# Sunday's Show and Tell...10/23/16



## jd56 (Oct 23, 2016)

Let's see what classics you have found from the past week. 
Whether it be bike related or not. 
Please include pictures as we do love pictures!

No bike stuff for me this past week, I'm still recouping from my recent truck purchase.
I did however get my bike rack fitted snugly in the truck bed.





Sent from my SM-N920V using Tapatalk


----------



## stoney (Oct 23, 2016)

A few things in the last 2 weeks, 2006 GMC loaded shorted 2wd with 24,xxx orig. miles
                                                    Guitarish shaped driftwood, '69 McCrory tire sign


----------



## nycet3 (Oct 23, 2016)

Unknown hub. Marked only Made in England.

 

 
NOS nickel Lucky 7

 

 
Sturmey Archer hubs

 

 
Unknown post with quill and wedge. Handlebar or seat?

 

 
A few sets of nickel valve caps

 
CCM nickel drive side crank arm. Snapped off pedal spindle. In the process of drilling it out.

 

 
Racer's number display clips and/or dealer showroom info card clips.

 

 
Some Union and Diamond master links


----------



## rollfaster (Oct 23, 2016)

Received this 42 Elgin from Don(Schwinndoggy) on Wednesday. Has a 42 serial and the musselman date code reads third quarter of 41. Still working on it, will have a pic of it all together later today.


----------



## cadillacbike (Oct 23, 2016)

Got this really nice lock in fork 73 Raleigh


----------



## XBPete (Oct 23, 2016)

All we got this week was our first dose of the white crap,,, 5 inches since yesterday, guess summer and our garden is done,,,,,


----------



## stoney (Oct 23, 2016)

XBPete said:


> All we got this week was our first dose of the white crap,,, 5 inches since yesterday, guess summer and our garden is done,,,,,
> 
> View attachment 373815



I feel for you. I lived 57 years in N.Y. Moved 5 years ago. I miss home but I don't miss that stuff.


----------



## cadillacbike (Oct 23, 2016)




----------



## rustjunkie (Oct 23, 2016)

This last week brought this antique press:



 


 



And this NOS pre-1953 Mesinger Indian motorcycle saddle:


----------



## Roger seitzmeir (Oct 23, 2016)

I bought rust and projects yesterday. Got three projects, including two shelbys and a belknap that i like alot, a few parts bikes, a few kid bikes to give away in my area and some flippers. I will be posting more pics of the shelbys to get more info about them.


----------



## spoker (Oct 23, 2016)

===

Your tasks.
• 1. Please copy the forum thread word for word, starting with "CCM nickel drive" and going on through "info card clips.".
• 2. Show each line of the entries that holds the word "eyebrow".

(Coordinate labeling data)
===

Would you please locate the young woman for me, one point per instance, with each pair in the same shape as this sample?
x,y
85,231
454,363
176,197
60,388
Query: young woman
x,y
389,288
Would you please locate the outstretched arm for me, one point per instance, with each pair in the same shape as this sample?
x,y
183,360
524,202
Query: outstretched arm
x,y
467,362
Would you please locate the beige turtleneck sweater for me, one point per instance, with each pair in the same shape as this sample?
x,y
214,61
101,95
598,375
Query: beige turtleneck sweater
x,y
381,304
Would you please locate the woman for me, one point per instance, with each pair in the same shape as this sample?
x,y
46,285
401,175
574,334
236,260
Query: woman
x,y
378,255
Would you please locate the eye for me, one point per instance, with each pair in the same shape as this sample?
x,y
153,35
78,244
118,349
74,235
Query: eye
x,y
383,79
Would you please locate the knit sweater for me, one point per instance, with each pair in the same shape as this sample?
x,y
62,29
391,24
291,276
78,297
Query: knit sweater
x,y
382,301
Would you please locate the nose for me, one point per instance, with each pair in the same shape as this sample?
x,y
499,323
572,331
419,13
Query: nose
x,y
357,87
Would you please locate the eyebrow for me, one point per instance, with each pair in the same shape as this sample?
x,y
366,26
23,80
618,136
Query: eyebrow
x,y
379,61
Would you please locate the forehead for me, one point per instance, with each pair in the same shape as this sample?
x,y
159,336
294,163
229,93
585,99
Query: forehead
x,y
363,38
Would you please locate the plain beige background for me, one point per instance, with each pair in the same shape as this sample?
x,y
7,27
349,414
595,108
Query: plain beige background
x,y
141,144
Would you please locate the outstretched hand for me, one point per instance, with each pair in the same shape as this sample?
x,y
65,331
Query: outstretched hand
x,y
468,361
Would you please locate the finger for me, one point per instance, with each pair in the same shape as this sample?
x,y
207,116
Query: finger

===

Answers by task.
• 1.
CCM nickel drive side crank arm. Snapped off pedal spindle. In the process of drilling it out.

 

 
Racer's number display clips and/or dealer showroom info card clips.

• 2.
Would you please locate the eyebrow for me, one point per instance, with each pair in the same shape as this sample?
Query: eyebrow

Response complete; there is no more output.